====== Source data ======

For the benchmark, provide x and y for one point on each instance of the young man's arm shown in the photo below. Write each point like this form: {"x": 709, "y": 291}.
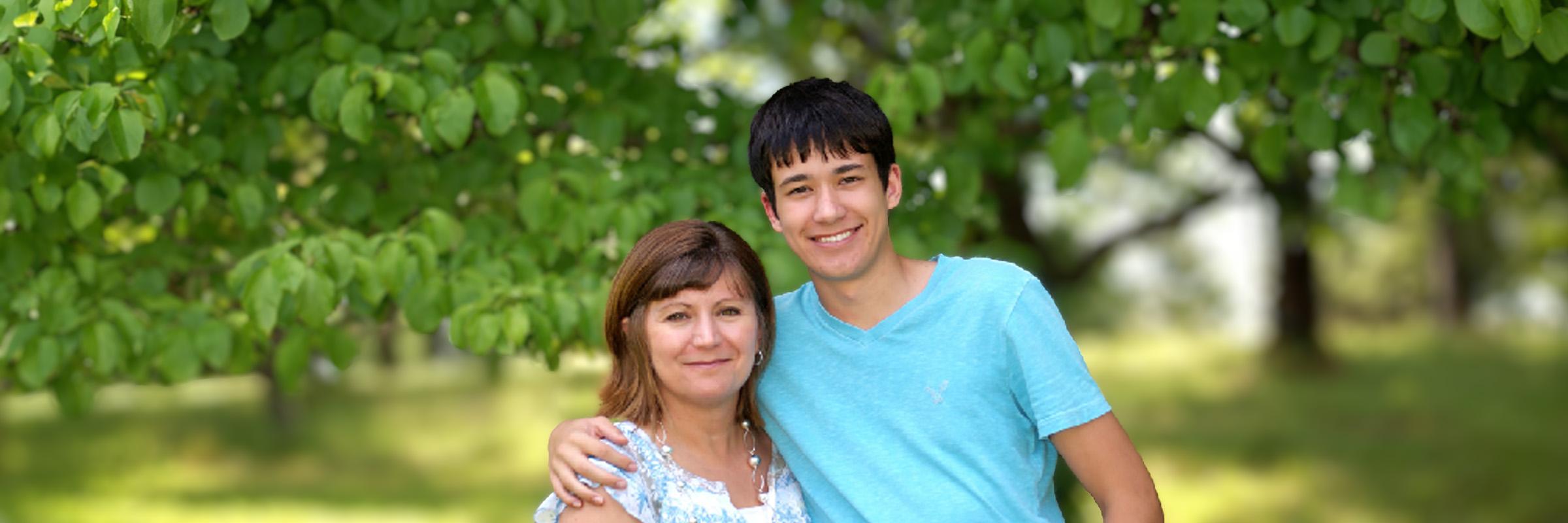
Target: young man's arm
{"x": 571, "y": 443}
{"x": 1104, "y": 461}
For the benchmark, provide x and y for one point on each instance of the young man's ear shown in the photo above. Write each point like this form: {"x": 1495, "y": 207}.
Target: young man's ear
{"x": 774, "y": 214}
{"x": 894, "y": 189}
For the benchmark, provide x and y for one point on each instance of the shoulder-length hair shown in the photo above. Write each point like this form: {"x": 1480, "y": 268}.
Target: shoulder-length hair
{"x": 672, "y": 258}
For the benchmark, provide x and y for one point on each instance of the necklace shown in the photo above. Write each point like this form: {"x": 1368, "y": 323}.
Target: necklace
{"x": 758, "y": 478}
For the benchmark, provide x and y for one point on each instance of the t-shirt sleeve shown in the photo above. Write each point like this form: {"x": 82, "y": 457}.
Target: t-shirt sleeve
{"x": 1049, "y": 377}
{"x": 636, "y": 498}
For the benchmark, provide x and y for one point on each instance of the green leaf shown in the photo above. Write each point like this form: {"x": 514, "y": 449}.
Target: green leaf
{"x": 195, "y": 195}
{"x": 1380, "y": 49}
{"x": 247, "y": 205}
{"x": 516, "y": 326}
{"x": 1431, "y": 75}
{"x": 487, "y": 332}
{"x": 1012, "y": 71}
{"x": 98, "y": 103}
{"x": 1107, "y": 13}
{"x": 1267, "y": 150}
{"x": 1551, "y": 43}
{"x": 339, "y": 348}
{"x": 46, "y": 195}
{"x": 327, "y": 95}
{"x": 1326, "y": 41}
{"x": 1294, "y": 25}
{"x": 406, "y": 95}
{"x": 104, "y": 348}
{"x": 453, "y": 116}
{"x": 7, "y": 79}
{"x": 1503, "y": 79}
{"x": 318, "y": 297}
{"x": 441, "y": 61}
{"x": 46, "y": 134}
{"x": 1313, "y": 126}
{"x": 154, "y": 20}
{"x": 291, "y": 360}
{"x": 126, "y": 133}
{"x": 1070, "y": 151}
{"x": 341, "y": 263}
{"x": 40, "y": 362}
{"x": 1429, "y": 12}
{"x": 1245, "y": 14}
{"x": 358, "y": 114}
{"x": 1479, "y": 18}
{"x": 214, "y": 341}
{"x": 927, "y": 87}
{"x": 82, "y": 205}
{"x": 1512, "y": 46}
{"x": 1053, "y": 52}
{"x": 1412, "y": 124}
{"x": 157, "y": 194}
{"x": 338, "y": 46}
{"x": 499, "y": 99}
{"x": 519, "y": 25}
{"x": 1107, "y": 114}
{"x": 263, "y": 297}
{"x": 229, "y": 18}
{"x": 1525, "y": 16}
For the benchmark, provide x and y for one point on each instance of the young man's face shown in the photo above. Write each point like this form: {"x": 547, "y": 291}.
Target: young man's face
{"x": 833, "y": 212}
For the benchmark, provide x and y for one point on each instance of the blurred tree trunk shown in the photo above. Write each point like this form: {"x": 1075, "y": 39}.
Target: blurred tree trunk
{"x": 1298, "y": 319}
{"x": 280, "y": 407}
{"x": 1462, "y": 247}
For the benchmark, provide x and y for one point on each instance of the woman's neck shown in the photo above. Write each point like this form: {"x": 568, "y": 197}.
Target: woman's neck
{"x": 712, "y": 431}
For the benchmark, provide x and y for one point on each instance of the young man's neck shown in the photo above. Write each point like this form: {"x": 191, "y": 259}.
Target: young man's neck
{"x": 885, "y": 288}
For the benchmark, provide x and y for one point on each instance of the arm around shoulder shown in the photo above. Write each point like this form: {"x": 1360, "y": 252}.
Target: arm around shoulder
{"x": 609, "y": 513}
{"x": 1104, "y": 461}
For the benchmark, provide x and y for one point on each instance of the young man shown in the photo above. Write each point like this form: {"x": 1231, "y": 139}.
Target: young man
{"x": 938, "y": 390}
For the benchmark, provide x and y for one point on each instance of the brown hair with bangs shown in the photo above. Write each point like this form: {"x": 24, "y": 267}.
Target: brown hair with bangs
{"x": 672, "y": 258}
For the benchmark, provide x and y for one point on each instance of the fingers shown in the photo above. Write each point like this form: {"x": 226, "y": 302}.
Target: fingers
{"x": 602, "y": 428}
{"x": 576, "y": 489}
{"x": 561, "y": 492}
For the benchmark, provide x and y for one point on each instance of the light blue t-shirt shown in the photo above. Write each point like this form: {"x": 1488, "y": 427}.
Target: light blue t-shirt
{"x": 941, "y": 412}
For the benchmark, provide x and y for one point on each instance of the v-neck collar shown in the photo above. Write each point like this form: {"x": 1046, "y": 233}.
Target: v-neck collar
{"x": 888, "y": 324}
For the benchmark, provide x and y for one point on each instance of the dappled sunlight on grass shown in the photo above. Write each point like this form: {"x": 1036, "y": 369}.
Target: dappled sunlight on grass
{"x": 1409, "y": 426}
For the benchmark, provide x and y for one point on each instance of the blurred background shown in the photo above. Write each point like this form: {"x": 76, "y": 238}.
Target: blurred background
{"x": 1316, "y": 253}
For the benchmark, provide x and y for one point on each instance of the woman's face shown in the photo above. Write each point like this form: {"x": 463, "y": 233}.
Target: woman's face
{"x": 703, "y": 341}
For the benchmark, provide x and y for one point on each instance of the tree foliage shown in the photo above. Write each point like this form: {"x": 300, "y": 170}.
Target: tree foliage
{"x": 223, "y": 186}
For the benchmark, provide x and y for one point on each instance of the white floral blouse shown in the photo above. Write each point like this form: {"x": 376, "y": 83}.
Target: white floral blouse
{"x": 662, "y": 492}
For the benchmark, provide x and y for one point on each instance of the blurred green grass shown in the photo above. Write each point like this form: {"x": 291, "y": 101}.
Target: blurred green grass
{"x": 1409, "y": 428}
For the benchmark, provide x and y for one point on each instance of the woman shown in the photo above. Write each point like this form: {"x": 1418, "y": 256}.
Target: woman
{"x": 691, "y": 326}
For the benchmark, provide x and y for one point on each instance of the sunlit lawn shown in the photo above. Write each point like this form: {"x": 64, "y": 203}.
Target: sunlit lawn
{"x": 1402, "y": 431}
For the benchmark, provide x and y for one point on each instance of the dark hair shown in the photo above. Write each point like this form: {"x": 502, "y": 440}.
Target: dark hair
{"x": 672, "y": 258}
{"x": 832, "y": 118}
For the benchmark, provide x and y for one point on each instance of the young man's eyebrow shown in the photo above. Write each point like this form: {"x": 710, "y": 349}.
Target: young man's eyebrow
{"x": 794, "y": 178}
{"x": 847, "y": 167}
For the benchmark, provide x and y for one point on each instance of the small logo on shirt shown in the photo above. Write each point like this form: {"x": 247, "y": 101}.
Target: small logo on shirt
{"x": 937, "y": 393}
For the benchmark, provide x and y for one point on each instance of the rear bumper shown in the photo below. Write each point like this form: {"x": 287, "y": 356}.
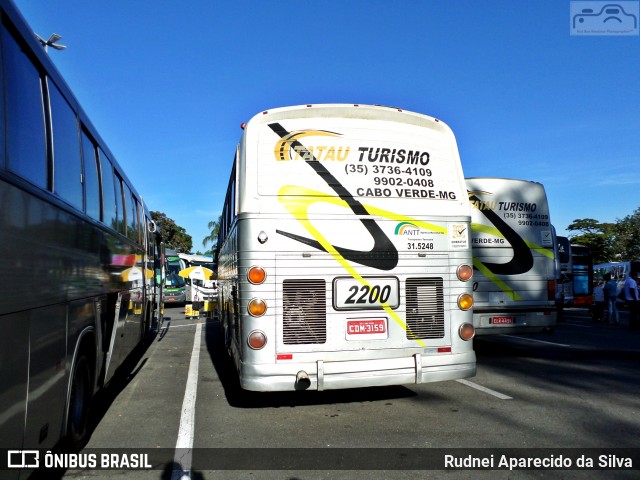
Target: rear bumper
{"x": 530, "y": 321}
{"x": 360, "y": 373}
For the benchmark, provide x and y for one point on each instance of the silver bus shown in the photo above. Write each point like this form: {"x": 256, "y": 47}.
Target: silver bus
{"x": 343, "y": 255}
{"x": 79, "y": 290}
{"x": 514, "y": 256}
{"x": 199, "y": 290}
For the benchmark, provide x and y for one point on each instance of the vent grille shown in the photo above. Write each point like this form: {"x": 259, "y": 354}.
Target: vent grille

======

(Problem description): Retype word for word the span of lines above that begins with the line containing "of the rear" and ends with the last line of the records; skip all pictures.

(The output):
For the benchmark, provide x and y for one point on each instance of the rear bumper shown in the photo below. Write each point like this form: {"x": 287, "y": 356}.
Target: rear bumper
{"x": 530, "y": 321}
{"x": 360, "y": 373}
For the benchmark, provide x and y for one point on each instance of the silver bus shown in the photo above. Write each point like this form: {"x": 256, "y": 47}.
Target: silver bus
{"x": 343, "y": 255}
{"x": 79, "y": 290}
{"x": 514, "y": 256}
{"x": 199, "y": 290}
For the benchmark, provide x and y for one point on each instance of the vent grille shown in the photo above. Write each point like this form: {"x": 259, "y": 354}.
Target: vent grille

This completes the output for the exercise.